BEGIN INPUT DATA

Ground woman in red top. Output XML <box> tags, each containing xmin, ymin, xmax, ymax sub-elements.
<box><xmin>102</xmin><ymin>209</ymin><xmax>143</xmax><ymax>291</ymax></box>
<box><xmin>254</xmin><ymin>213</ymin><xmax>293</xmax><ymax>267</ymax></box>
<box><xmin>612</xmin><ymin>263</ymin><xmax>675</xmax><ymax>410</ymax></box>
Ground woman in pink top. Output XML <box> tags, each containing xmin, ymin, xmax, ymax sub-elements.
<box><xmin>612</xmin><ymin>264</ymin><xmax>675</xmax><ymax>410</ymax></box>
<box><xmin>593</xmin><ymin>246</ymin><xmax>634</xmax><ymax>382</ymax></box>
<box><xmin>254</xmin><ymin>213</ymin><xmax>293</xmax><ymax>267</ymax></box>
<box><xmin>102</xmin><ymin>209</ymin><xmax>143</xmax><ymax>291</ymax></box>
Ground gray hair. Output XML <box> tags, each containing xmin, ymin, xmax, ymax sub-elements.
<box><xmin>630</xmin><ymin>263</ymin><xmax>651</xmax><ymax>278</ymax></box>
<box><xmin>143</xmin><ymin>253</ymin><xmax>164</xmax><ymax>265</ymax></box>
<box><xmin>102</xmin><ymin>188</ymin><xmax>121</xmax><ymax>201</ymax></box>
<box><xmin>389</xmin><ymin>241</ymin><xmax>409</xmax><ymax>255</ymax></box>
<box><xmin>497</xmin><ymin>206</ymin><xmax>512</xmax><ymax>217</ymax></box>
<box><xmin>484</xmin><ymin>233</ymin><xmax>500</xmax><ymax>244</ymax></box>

END INPUT DATA
BEGIN INPUT DATA

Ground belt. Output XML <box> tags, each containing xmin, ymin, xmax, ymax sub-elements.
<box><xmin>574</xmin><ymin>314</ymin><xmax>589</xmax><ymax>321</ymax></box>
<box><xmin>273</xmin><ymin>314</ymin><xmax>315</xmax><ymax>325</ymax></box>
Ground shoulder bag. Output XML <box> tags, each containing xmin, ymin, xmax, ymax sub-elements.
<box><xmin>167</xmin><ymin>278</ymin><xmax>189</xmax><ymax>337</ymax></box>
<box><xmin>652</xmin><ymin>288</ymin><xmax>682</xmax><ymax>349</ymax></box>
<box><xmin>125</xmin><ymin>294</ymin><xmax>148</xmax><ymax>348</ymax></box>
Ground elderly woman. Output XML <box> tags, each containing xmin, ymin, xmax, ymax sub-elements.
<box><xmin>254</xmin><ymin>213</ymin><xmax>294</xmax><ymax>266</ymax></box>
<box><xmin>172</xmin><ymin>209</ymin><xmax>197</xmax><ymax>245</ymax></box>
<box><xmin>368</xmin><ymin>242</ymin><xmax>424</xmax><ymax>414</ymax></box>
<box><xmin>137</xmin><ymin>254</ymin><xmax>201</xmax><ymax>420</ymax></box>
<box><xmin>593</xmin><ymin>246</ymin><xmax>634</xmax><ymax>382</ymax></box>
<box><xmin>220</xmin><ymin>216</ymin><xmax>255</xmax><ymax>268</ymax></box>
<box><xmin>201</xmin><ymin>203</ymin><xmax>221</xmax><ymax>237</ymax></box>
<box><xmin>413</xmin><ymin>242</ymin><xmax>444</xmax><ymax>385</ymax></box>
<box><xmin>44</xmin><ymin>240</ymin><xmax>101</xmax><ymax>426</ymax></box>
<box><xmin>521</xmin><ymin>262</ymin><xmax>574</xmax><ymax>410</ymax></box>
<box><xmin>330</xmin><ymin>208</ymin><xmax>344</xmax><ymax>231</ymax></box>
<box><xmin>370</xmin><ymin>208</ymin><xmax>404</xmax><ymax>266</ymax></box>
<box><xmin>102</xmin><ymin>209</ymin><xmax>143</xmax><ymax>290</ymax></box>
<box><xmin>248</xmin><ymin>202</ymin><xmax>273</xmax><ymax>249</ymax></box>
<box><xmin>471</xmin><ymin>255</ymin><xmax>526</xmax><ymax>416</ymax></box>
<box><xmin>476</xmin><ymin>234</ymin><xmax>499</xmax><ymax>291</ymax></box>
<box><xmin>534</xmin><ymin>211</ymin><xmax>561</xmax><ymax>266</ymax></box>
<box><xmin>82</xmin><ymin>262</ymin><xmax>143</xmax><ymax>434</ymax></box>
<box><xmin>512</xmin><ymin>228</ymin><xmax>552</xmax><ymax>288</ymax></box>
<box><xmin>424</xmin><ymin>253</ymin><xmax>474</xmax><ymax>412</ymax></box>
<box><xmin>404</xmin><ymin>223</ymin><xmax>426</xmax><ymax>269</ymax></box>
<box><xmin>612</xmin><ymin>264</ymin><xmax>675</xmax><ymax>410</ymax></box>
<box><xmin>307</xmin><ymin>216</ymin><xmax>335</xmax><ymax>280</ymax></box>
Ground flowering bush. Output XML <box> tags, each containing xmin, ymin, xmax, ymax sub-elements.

END INPUT DATA

**TRY IT**
Whatever else the listing above holds, retype exactly only the lines from the one containing "Ground shoulder bag." to the one containing "Ground flowering bush.", both ends kept.

**EXERCISE RESULT**
Ground shoulder bag. Output XML <box> tags, each containing xmin, ymin, xmax, ymax sub-elements.
<box><xmin>167</xmin><ymin>278</ymin><xmax>189</xmax><ymax>337</ymax></box>
<box><xmin>652</xmin><ymin>288</ymin><xmax>682</xmax><ymax>349</ymax></box>
<box><xmin>125</xmin><ymin>294</ymin><xmax>148</xmax><ymax>348</ymax></box>
Ground elderly woman. Output XML <box> tags, each containing xmin, ymin, xmax, ymax sub-elements.
<box><xmin>254</xmin><ymin>213</ymin><xmax>294</xmax><ymax>266</ymax></box>
<box><xmin>172</xmin><ymin>209</ymin><xmax>197</xmax><ymax>245</ymax></box>
<box><xmin>368</xmin><ymin>242</ymin><xmax>424</xmax><ymax>414</ymax></box>
<box><xmin>137</xmin><ymin>254</ymin><xmax>201</xmax><ymax>420</ymax></box>
<box><xmin>593</xmin><ymin>246</ymin><xmax>634</xmax><ymax>382</ymax></box>
<box><xmin>220</xmin><ymin>216</ymin><xmax>255</xmax><ymax>268</ymax></box>
<box><xmin>201</xmin><ymin>203</ymin><xmax>221</xmax><ymax>237</ymax></box>
<box><xmin>413</xmin><ymin>242</ymin><xmax>444</xmax><ymax>385</ymax></box>
<box><xmin>44</xmin><ymin>240</ymin><xmax>101</xmax><ymax>426</ymax></box>
<box><xmin>521</xmin><ymin>262</ymin><xmax>574</xmax><ymax>410</ymax></box>
<box><xmin>330</xmin><ymin>208</ymin><xmax>344</xmax><ymax>231</ymax></box>
<box><xmin>370</xmin><ymin>208</ymin><xmax>404</xmax><ymax>266</ymax></box>
<box><xmin>102</xmin><ymin>209</ymin><xmax>143</xmax><ymax>290</ymax></box>
<box><xmin>248</xmin><ymin>202</ymin><xmax>273</xmax><ymax>249</ymax></box>
<box><xmin>471</xmin><ymin>255</ymin><xmax>526</xmax><ymax>416</ymax></box>
<box><xmin>476</xmin><ymin>234</ymin><xmax>499</xmax><ymax>291</ymax></box>
<box><xmin>534</xmin><ymin>211</ymin><xmax>561</xmax><ymax>266</ymax></box>
<box><xmin>82</xmin><ymin>262</ymin><xmax>143</xmax><ymax>434</ymax></box>
<box><xmin>512</xmin><ymin>228</ymin><xmax>552</xmax><ymax>288</ymax></box>
<box><xmin>424</xmin><ymin>253</ymin><xmax>474</xmax><ymax>412</ymax></box>
<box><xmin>404</xmin><ymin>223</ymin><xmax>426</xmax><ymax>269</ymax></box>
<box><xmin>612</xmin><ymin>264</ymin><xmax>675</xmax><ymax>410</ymax></box>
<box><xmin>307</xmin><ymin>216</ymin><xmax>335</xmax><ymax>280</ymax></box>
Ground flowering bush. Output XML <box> tags, each containing xmin, ymin, xmax, ymax sub-elements.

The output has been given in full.